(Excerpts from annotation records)
= = =

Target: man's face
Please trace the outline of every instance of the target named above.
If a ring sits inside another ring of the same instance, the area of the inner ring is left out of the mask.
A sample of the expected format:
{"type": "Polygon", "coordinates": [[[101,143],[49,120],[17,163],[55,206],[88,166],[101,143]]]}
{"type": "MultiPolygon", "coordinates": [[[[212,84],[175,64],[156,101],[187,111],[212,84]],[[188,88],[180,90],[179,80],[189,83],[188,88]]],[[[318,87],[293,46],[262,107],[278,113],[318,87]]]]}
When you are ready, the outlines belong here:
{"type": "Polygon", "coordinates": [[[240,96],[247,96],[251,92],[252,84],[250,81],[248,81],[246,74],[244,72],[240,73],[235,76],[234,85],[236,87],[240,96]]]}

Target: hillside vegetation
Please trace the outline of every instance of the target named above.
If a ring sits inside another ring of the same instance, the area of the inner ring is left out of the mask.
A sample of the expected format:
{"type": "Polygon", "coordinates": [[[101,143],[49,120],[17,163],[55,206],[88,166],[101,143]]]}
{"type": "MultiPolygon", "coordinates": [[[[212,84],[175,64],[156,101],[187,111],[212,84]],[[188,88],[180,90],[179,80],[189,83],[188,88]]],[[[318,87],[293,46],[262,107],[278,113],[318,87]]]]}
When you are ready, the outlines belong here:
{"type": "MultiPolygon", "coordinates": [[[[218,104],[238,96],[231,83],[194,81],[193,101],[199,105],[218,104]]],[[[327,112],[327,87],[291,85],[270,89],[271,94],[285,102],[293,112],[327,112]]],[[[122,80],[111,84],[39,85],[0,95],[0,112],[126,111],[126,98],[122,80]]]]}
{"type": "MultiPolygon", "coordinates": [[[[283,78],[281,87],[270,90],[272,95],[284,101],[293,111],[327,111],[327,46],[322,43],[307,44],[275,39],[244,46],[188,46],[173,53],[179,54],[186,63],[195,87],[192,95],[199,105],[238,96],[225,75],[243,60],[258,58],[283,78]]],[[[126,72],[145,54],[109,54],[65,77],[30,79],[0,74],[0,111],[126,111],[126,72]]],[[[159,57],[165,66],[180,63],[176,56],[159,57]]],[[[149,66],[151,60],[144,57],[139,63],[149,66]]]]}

= = =

Reproduce all of the lines above word for word, changing nothing.

**EXERCISE RESULT**
Target: man's face
Please trace the outline of every instance of the target named above.
If a ring sits inside another ring of the same instance, the area of the inner ring is left out of the mask.
A sample of the expected format:
{"type": "Polygon", "coordinates": [[[101,143],[49,120],[17,163],[55,206],[88,166],[101,143]]]}
{"type": "MultiPolygon", "coordinates": [[[[212,84],[175,64],[156,101],[187,111],[212,84]],[[188,88],[180,90],[179,80],[189,83],[188,88]]],[[[318,87],[293,46],[262,107],[278,113],[318,87]]]]}
When you are ready, the outlines belong here:
{"type": "Polygon", "coordinates": [[[240,96],[247,96],[251,92],[252,84],[250,81],[248,81],[246,74],[244,72],[240,73],[235,76],[234,85],[236,87],[240,96]]]}

Target: hillside vegetation
Please trace the outline of every instance of the target named above.
If a ring sits inside another ring of the same instance, the area of the inner ring is left out of the mask.
A sample of the expected format:
{"type": "Polygon", "coordinates": [[[101,143],[49,120],[17,163],[55,206],[88,166],[101,143]]]}
{"type": "MultiPolygon", "coordinates": [[[[212,84],[175,64],[156,101],[187,111],[212,84]],[[188,88],[180,90],[179,80],[189,83],[188,88]]],[[[318,87],[293,46],[262,107],[278,113],[318,87]]]]}
When you are ready, the outlines belong here:
{"type": "MultiPolygon", "coordinates": [[[[218,104],[238,96],[231,83],[194,81],[193,101],[199,105],[218,104]]],[[[327,112],[327,87],[291,85],[270,89],[271,94],[285,102],[293,112],[327,112]]],[[[122,80],[111,84],[39,85],[0,95],[0,112],[126,111],[126,98],[122,80]]]]}
{"type": "MultiPolygon", "coordinates": [[[[283,78],[281,87],[270,90],[272,95],[284,101],[293,111],[327,111],[327,46],[322,43],[307,44],[275,39],[244,46],[188,46],[173,53],[179,54],[186,63],[195,87],[192,95],[199,105],[238,96],[225,75],[243,60],[258,58],[283,78]]],[[[126,72],[145,54],[109,54],[65,77],[30,79],[0,74],[0,111],[126,111],[126,72]]],[[[159,57],[165,66],[180,63],[176,56],[159,57]]],[[[149,66],[151,60],[144,57],[139,63],[149,66]]]]}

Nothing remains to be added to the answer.